Trois forums se sont tenus début avril à Alger sur l’énergie, à la Valette sur l’éducation et la mobilité des jeunes, et, enfin, à Rabat en début de semaine sur l’économie et la compétitivité. Deux autres événements suivront : le forum de Palerme et l’Assemblée des Cent, forum de Tunis avant le sommet à Marseille.
Il ne faut pas que l’image des deux rives soit source de malentendu. La Méditerranée n’est pas un fleuve avec deux bords qu’il faudrait opposer. C’est plutôt un creuset, un creuset de notre Histoire, un creuset de notre avenir, un creuset de notre humanité.
Il ne s’agit pas de réinventer la roue. De nombreuses institutions ont été créées au cours des vingt-cinq dernières années à travers différents formats des relations euro-méditerranéennes : 5+5, processus de Barcelone devenu Union pour la Méditerranée.
« Renouer le fil »
Le président de la République a, de ce point de vue, trouvé les mots justes, en disant qu’il fallait « renouer le fil » ou « retrouver le fil » de notre coopération méditerranéenne. Car cette coopération ressemble à la toile de Pénélope : beaucoup a été fait, mais un grand nombre a, aussi, été défait par les événements et par les soubresauts qui ont traversé la Méditerranée au cours des dernières années.
Des polarisations identitaires trop souvent instrumentalisées
Et pourtant, nous y revenons inlassablement. Pourquoi ? Car nous ne pouvons pas, au fond de nous, accepter que le lieu géographique qui a été un des creusets de notre histoire « une machine à fabriquer de la civilisation », comme l’a si bien dit Paul Valery lorsqu’il méditait dans les années 1930 sur les nuages sombres qui s’accumulaient sur le destin de l’Europe, ne soit pas capable de prendre en main son propre destin. Nous ne pouvons pas accepter qu’il se voit soumis aux coups et aux contrecoups d’événements que les peuples des pays de la Méditerranée n’ont ni voulu, ni choisi, ou de polarisations identitaires trop souvent instrumentalisées.

▶ _Données fournies_
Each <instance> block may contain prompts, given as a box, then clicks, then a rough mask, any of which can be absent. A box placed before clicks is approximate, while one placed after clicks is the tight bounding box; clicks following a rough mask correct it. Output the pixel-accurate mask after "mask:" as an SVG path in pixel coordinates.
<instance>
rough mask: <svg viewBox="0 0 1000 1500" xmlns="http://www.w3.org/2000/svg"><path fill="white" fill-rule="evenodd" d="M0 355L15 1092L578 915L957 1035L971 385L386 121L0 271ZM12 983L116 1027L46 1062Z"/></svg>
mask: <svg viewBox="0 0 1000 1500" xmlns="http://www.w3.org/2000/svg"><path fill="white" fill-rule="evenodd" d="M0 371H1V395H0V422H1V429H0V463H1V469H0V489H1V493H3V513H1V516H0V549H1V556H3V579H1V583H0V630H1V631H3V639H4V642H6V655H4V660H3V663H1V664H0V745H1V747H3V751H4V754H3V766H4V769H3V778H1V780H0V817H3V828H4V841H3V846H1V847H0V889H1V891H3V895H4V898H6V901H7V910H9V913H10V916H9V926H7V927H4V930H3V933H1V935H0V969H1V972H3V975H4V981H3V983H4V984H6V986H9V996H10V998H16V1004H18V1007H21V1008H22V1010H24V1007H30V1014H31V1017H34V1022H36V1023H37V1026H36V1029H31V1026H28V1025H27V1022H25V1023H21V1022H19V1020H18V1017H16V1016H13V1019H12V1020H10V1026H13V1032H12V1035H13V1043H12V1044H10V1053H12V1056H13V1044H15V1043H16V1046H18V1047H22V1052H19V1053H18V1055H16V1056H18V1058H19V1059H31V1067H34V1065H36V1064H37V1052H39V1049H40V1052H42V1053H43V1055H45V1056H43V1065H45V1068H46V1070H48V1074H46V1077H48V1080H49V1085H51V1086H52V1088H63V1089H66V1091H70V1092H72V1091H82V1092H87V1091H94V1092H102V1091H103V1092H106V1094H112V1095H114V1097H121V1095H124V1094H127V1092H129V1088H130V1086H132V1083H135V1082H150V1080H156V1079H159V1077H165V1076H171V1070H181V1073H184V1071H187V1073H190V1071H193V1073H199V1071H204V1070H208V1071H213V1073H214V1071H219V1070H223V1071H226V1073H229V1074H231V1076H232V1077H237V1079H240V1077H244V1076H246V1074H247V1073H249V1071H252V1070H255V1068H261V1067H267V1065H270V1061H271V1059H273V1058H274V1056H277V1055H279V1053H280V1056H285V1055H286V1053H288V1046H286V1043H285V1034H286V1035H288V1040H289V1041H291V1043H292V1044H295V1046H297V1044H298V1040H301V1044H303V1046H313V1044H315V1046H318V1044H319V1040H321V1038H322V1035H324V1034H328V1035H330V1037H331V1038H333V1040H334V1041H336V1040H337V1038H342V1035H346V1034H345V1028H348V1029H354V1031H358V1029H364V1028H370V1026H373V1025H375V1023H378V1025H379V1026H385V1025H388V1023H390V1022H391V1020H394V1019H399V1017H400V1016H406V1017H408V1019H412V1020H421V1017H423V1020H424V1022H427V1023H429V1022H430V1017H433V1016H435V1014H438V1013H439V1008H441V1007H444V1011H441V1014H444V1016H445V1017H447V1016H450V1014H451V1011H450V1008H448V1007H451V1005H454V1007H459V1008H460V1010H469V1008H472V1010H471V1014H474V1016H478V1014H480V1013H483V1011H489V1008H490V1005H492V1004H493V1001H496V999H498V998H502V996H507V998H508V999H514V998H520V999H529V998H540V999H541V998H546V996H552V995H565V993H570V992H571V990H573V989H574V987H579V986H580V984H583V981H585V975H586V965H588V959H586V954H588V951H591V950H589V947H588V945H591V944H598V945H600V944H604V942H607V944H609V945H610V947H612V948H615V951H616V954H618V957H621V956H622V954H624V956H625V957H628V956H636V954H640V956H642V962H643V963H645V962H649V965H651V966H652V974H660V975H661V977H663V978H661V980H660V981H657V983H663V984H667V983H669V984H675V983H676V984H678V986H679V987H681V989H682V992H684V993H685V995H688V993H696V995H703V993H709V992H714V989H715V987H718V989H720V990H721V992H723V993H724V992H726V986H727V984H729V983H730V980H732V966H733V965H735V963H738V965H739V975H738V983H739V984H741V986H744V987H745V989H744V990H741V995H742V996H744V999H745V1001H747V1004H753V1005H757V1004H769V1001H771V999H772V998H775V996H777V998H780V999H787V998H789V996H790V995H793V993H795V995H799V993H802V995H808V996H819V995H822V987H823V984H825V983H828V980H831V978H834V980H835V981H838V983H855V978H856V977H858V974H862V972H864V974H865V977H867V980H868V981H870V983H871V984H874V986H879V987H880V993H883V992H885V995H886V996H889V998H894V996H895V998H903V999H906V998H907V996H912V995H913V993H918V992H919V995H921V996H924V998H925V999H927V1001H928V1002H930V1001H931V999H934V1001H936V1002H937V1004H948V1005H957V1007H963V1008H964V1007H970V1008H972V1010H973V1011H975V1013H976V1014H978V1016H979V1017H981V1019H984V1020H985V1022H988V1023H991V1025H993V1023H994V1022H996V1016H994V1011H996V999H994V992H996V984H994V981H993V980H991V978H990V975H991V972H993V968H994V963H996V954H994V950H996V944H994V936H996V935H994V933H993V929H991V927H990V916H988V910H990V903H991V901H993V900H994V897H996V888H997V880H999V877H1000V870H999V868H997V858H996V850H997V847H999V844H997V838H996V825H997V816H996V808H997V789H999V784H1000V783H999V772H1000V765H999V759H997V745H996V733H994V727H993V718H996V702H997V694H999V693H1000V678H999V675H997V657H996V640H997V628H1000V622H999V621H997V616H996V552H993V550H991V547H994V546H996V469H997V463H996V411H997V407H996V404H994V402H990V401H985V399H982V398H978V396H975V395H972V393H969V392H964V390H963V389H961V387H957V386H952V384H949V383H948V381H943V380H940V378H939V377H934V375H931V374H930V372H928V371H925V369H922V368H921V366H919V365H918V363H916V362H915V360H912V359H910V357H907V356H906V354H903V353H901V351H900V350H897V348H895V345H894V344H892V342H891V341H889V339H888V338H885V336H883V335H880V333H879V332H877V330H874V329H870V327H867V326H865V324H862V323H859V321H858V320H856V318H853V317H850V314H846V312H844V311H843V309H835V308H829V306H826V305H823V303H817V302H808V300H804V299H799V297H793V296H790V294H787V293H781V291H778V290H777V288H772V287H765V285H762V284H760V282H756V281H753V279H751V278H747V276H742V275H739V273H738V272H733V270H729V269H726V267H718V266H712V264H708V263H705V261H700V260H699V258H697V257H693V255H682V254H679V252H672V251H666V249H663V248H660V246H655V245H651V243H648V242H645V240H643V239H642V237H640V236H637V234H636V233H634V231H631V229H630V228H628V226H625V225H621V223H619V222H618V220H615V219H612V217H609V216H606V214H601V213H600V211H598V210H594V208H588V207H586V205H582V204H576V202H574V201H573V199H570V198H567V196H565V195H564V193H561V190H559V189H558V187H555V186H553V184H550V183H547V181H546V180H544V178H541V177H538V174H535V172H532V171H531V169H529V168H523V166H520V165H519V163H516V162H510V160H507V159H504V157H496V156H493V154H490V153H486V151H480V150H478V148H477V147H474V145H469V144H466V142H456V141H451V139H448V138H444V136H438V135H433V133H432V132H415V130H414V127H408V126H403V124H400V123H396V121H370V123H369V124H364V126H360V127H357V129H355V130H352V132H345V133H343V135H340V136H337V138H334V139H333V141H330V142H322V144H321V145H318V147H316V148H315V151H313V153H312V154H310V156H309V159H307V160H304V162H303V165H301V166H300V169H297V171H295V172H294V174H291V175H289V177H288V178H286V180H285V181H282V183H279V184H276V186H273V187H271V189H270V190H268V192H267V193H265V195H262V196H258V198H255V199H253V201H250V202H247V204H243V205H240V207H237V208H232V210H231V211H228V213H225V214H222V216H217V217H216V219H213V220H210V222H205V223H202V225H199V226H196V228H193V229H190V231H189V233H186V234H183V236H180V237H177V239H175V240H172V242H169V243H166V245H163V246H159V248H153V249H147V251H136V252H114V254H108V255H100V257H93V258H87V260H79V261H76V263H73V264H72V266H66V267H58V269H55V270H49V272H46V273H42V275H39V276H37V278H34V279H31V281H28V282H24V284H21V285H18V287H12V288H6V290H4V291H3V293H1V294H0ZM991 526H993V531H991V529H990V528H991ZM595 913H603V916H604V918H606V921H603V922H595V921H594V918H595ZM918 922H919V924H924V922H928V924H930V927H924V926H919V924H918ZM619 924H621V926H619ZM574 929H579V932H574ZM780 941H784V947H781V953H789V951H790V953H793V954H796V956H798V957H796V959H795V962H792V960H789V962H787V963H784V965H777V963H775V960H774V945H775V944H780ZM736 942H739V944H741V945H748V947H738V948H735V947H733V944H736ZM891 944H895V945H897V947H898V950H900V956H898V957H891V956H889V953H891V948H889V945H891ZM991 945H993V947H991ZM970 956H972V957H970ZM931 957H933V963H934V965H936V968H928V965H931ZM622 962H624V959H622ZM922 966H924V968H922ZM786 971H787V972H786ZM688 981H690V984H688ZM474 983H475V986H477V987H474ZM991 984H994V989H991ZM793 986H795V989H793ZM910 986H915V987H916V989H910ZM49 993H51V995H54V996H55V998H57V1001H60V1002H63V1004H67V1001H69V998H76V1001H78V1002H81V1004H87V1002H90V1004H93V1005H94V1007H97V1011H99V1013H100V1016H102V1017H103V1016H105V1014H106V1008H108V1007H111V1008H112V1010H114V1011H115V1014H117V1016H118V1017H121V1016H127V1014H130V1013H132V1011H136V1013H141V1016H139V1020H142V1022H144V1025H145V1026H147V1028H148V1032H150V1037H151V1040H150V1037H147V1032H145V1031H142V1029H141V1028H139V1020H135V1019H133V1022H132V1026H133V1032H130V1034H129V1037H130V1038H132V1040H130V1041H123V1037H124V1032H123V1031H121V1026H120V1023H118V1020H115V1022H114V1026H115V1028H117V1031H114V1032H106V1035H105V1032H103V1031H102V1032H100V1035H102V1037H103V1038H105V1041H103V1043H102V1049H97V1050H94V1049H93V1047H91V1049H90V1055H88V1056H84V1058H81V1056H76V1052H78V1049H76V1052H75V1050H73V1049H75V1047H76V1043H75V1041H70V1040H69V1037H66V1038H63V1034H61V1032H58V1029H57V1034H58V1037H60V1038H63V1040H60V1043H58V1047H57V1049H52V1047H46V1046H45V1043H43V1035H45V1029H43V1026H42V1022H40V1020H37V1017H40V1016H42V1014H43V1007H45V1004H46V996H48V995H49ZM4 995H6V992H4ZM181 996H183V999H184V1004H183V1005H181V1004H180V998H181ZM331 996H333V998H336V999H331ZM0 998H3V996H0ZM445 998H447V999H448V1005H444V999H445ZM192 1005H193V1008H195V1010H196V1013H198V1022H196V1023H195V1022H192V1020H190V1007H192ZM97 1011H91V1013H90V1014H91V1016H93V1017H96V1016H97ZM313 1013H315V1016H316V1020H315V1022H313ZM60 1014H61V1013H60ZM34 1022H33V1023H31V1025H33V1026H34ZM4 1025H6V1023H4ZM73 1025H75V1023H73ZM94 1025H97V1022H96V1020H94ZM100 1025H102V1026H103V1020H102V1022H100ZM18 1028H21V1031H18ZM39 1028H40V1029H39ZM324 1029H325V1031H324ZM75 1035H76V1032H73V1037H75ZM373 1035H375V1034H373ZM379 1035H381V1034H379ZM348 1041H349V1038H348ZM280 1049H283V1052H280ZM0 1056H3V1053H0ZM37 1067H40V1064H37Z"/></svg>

▶ _Consigne 1_
Dans le texte sur la coopération méditerranéenne, à quoi cette coopération est-elle comparée ?
▶ _Consigne 2_
Reproduisez, s'il vous plaît, le passage du texte sur la coopération méditerranéenne qui commence par « Il ne faut pas » et se poursuit jusqu'à « de notre humanité. ».
▶ _Consigne 3_
Poursuivez le texte sur la coopération méditerranéenne à partir de l'endroit où il s'arrête.

▶ _Votre réponse 1_
À la toile de Pénélope.

▶ _Votre réponse 2_
Il ne faut pas que l’image des deux rives soit source de malentendu. La Méditerranée n’est pas un fleuve avec deux bords qu’il faudrait opposer. C’est plutôt un creuset, un creuset de notre Histoire, un creuset de notre avenir, un creuset de notre humanité.

▶ _Votre réponse 3_
C’est la raison pour laquelle Emmanuel Macron a voulu donner l’impulsion, non pas d’une nouvelle politique en Méditerranée, mais d’une nouvelle manière de penser ce qui nous fait cité commune en Méditerranée. Or penser différemment, c’est tout d’abord penser « avec » : avec les autres pays que le sien et dans ceux-là, avec d’autres personnes que celles avec qui l’on parle déjà. C’est la raison pour laquelle nous avons souhaité construire ce projet autour des temps fondamentaux que sont les forums, des consultations de la société civile méditerranéenne sur les grands enjeux de la Méditerranée.
Associer les sociétés civiles
Autant, sinon plus que le sommet des deux Rives qui doit se tenir à Marseille le 24 juin prochain, ce qui compte ce sont les femmes et les hommes, individus et collectifs, qui rapprochent ces deux rives à travers des projets concrets. Car l’ambition que partagent les dix pays investis dans cet exercice est de donner une réelle chance aux viviers de talents, d’énergie et d’innovation qu’est la Méditerranée : de leur donner une voix, mais surtout de la faire porter. Il s’agit d’associer à la construction d’un agenda inclusif commun ceux qui vivent la Méditerranée au quotidien, les sociétés civiles dans leur acception la plus large, et ceux qui la font vivre : les associations, entreprises, artistes, femmes et hommes politiques, organisations non gouvernementales, journalistes… Et à chacun de mes déplacements, je mesure avec bonheur combien la liste en est longue.
Cette humilité des gouvernements qui écoutent plutôt que d’imposer, cette intelligence collective de travailler ensemble plutôt que de fragmenter nos initiatives, nous en avons aujourd’hui besoin pour relever les défis qui sont les nôtres.
La transition énergétique, discutée à Alger, la jeunesse et la formation, la mobilité, débattues à Malte, l’économie, la compétitivité, aiguisées à Rabat : libres et riches, ces débats et ateliers ont déjà tissé la toile de projets communs. Et ce, notamment dans les domaines de la formation professionnelle, en soulignant la nécessité d’intégrer à la formation une forte dimension numérique et de prendre en compte les enjeux de mobilité et de dialogue interculturel. Enfin, l’environnement, le développement durable auxquels nous travaillerons à Palerme et, ce à quoi nous nous consacrons à Montpellier dès aujourd’hui : la culture, les médias et le tourisme.
« Protéger nos héritages communs »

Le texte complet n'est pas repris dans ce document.